Records for the exercise:
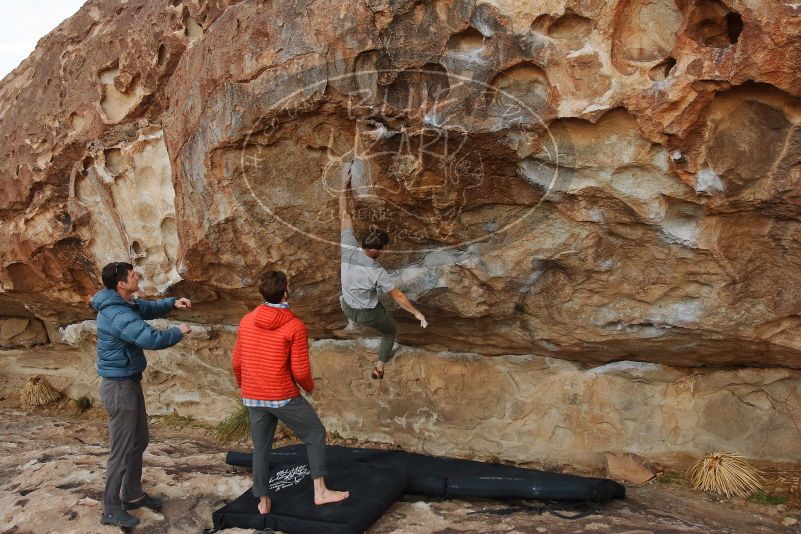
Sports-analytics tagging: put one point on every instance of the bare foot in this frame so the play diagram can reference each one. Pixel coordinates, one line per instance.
(328, 496)
(265, 504)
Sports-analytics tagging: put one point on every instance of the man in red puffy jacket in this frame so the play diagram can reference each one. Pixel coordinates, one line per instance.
(271, 358)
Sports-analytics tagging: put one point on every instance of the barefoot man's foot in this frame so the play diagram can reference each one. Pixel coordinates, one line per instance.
(264, 505)
(323, 495)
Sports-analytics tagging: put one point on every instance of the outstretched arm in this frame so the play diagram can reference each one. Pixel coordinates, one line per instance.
(404, 302)
(345, 222)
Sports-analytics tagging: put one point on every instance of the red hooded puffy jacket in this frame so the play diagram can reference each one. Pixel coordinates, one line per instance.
(272, 354)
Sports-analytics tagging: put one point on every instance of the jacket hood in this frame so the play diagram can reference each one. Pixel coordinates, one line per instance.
(107, 297)
(271, 318)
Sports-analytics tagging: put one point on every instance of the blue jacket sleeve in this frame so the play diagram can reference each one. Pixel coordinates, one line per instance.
(155, 309)
(136, 331)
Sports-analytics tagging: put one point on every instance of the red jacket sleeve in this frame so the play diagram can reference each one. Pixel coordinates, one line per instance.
(299, 358)
(237, 362)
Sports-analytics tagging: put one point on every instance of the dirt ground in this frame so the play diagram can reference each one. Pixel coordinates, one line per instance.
(52, 462)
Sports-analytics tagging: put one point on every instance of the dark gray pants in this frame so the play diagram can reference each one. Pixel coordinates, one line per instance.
(299, 416)
(378, 318)
(127, 430)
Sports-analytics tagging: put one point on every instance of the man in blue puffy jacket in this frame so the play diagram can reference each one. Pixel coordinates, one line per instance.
(122, 337)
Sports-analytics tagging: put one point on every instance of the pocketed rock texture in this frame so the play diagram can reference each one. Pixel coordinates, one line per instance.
(578, 184)
(586, 180)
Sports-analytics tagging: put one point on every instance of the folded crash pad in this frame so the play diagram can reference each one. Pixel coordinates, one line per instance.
(372, 490)
(450, 477)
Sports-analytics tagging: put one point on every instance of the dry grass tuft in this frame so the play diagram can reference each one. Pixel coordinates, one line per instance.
(37, 391)
(726, 474)
(235, 427)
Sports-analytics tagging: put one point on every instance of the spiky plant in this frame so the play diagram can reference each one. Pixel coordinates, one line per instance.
(726, 474)
(37, 391)
(235, 427)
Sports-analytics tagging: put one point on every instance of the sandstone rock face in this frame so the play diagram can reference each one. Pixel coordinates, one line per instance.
(586, 180)
(21, 332)
(580, 181)
(520, 408)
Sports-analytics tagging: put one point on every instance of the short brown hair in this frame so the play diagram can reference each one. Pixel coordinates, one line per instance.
(114, 273)
(272, 286)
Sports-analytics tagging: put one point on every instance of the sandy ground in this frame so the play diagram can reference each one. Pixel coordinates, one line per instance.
(52, 464)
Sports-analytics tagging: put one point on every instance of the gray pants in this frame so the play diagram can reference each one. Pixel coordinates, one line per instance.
(127, 430)
(299, 416)
(378, 318)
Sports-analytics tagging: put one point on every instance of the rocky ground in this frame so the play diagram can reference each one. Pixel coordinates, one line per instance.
(52, 464)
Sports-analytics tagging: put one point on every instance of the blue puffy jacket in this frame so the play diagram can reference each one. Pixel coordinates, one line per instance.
(122, 333)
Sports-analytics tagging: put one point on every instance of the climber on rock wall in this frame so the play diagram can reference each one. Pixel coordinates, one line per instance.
(363, 276)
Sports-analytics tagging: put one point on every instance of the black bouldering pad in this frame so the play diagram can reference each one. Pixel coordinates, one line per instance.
(450, 477)
(372, 490)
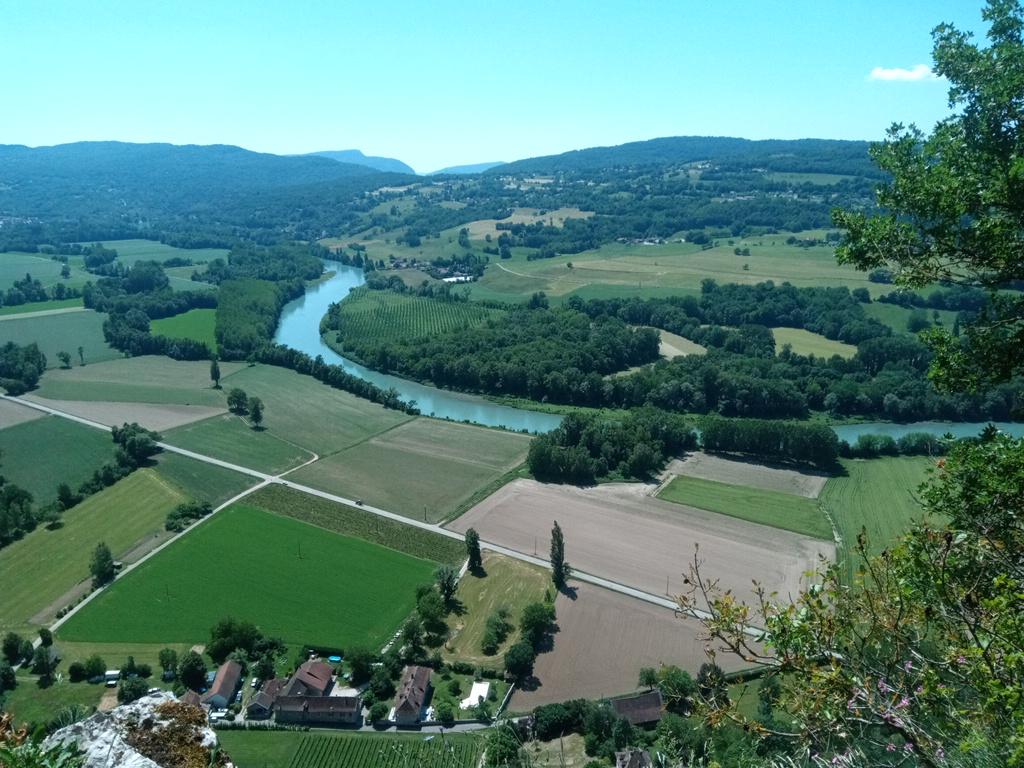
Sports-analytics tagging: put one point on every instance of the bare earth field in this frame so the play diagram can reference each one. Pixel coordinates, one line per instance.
(602, 641)
(735, 472)
(151, 416)
(620, 532)
(11, 414)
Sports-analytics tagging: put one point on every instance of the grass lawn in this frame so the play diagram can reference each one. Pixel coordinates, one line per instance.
(61, 333)
(229, 438)
(507, 584)
(145, 379)
(314, 416)
(38, 570)
(298, 750)
(196, 325)
(30, 704)
(297, 582)
(766, 507)
(423, 469)
(357, 522)
(204, 482)
(40, 306)
(40, 454)
(878, 495)
(805, 342)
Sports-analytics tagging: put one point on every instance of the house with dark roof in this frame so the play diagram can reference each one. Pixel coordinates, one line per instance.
(311, 679)
(633, 759)
(413, 692)
(642, 709)
(318, 710)
(261, 706)
(225, 683)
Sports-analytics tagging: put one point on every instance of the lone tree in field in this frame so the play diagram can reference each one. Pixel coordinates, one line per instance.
(101, 565)
(238, 400)
(256, 412)
(560, 569)
(473, 551)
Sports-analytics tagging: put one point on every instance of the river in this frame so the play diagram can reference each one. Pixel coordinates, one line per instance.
(299, 329)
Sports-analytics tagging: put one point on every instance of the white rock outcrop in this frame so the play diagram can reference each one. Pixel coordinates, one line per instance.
(104, 736)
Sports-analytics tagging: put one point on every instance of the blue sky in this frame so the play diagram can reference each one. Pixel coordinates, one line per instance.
(438, 83)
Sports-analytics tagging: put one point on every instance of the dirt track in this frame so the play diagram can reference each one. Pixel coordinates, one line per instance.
(151, 416)
(602, 641)
(12, 413)
(619, 532)
(738, 472)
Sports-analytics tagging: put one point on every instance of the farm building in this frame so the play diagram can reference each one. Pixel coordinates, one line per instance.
(643, 709)
(261, 707)
(311, 679)
(413, 692)
(633, 759)
(224, 684)
(318, 710)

What the task requires: Pictures in the records should not appear in your copy, but everything else must be transcribed exactly.

Result of this exercise:
Sports-analytics tagging: put one point on every instance of the bare foot in this frame so the play diagram can reference each one. Pixel coordinates, one line per instance.
(328, 496)
(265, 504)
Sports-analytics tagging: put one point on every instance of the man in red puffy jacket in this frame so the play diagram can reference each one. Pixel coordinates, one line per instance.
(271, 358)
Sports-analytics tagging: put one point on every instance of the barefoot man's foot in this frame so the play diagram can reference each one. Pixel coordinates, one line per instance.
(264, 505)
(323, 495)
Sports-analytics tagging: put one point on every instance of the outstretched arm in this frame so the play diagram can reference each one. Pixel coordinates, one line per instance.
(404, 302)
(345, 222)
Sports-analytics tagging: put one point on every instance of the red hooded puffy jacket in this frame so the play diagram can reference each one. Pixel coordinates, one line per instance.
(272, 354)
Sports-analytics tagging: put one point on every instance of the jacket hood in this frame so the play diagram can reference each one. Pixel coordinates, one line per instance.
(107, 297)
(271, 318)
Sports-analytics tagging: put one point on every instance of the blue jacket sleeve in this frame so the play diagram can reference each one. Pixel coordinates, one line per instance.
(155, 309)
(136, 331)
Sports-analytics tagging: put one point on every instance of the red jacket sleeve in this frame so the play diagram can reference each one. Pixel coordinates, one line per instance.
(299, 358)
(237, 362)
Sports-analytics tagging: put one point on every instance of the dirt ground in this frame so the play diagram can reference each one. Pixel coordinates, one line per instance.
(52, 462)
Sports-analytics tagging: put one point on every instance of the dark gray pants in this frame so the play diagram can reference each one. Pixel coordinates, one line per instance.
(299, 416)
(378, 318)
(127, 430)
Sports-analytics tagging: put one point on every instance of the man in blue puffy jacket in this frame so the play diagram can reference each one. Pixel coordinates, one line per instance.
(122, 337)
Sports-analytics tagging: put one point on every instance of the pocketed rock texture in this frame so the play diagram can reference each one. Pixel coordinates, one line per instance.
(578, 184)
(586, 180)
Sports-analytics tagging: put one point on every instance of the folded crash pad in this frame so the play diagram can reference each one. Pixel coordinates, one line per instance.
(372, 490)
(450, 477)
Sports-analytics tagging: put one point on every instance of the dry grass tuft in this frame so the play diagram can reference each one. Pixel coordinates, one line per instance.
(37, 391)
(726, 474)
(235, 427)
Sports-analytics tagging: put one point on every instance of the spiky plant in this frame so the play diagram can reference each one. Pixel coordinates, one line per instance.
(726, 474)
(37, 391)
(235, 427)
Sports-analytics tagging: put one point on every instance of the sandstone rock face in this frame so the play diagram can reference each one. Pixel coordinates, one line per instance.
(586, 180)
(21, 332)
(580, 181)
(520, 408)
Sports-analytics tagging: put one point on every instance of the short brown hair in this frame so the play diagram can reference each one. Pixel coordinates, one line per instance.
(114, 273)
(272, 286)
Sports-analytics tagging: put one point on every instance of the sandy ground in this frame so the play diagram can reference each one. Pixel coordinates, one line per instance.
(52, 464)
Sports-analytics tagging: put one point on every instance of the gray pants in this frame so the play diagram can reference each one. Pixel coordinates, one line per instance.
(127, 430)
(299, 416)
(378, 318)
Sports-analytics tagging: put one point on every instance of the rocky ground in this frame so the play diagram can reference each one. Pixel coordinates, one line per instance.
(52, 464)
Sports-analytics tagging: put one point on every instance of the blue puffy jacket in this frame so the play diagram can reference each one. Pixel coordinates, one line per instance.
(122, 333)
Sports-analytics tagging: put one point on every instance of the climber on rock wall in this frame so the play diagram can reference each one. Pixel coordinates, one line per instance.
(363, 276)
Sports-analytics tagging: put one point on every instance of the black bouldering pad in this frame so the play diagram can reference each one. Pixel coordinates, one line per instance.
(450, 477)
(372, 490)
Sports-analytics tagging: put one point on every instance of the bare earth field in this frame so the play diagram can reference each one. Pixel coordinates, one line per instance.
(602, 641)
(735, 472)
(151, 416)
(620, 532)
(11, 414)
Sports-analytics tagging: put one point on every instance of the grass lawn in this frame so the play diagram can reference each one. Pixel coordinates, one line per instance.
(61, 333)
(229, 438)
(507, 584)
(145, 379)
(314, 416)
(38, 570)
(298, 750)
(196, 325)
(30, 704)
(297, 582)
(766, 507)
(423, 469)
(357, 522)
(204, 482)
(40, 306)
(40, 454)
(878, 495)
(805, 342)
Sports-analytics tagging: put one point on every instance of the house with dark roof in this frame so the play diagram can reference each one. Pixel coordinates, one line per instance.
(311, 679)
(633, 759)
(413, 692)
(642, 709)
(318, 710)
(261, 706)
(225, 683)
Sports-analytics tagging: put one point on every instance of the lone tree in field in this frame so the play diagram can reference each one. Pixel coordinates, one line per instance.
(101, 565)
(238, 400)
(256, 412)
(560, 569)
(473, 551)
Sports-analytics tagging: put one point on every instance of the river in this frame so the play diagram can reference each one. Pixel coordinates, one line per instance.
(299, 329)
Sports-analytics tagging: put one point on every instance of the white rock outcrop in this frame so the play diagram can reference each one. Pixel coordinates, one line per instance.
(104, 736)
Sports-analytics tagging: put one point on every instance of the blue sky in this frame so the play diagram can reference each one. Pixel coordinates, one line per instance.
(438, 83)
Sports-analytics tagging: put one point on every instance of the dirt track in this frame so the play diagram can reference each one. Pixel coordinates, one line per instance.
(151, 416)
(602, 641)
(12, 413)
(619, 532)
(738, 472)
Sports-analytics tagging: put one point on every instance of the farm building in this frame so the play diagram can reference each one. Pixel coordinates, one line per instance.
(643, 709)
(261, 707)
(311, 679)
(413, 692)
(633, 759)
(224, 684)
(318, 710)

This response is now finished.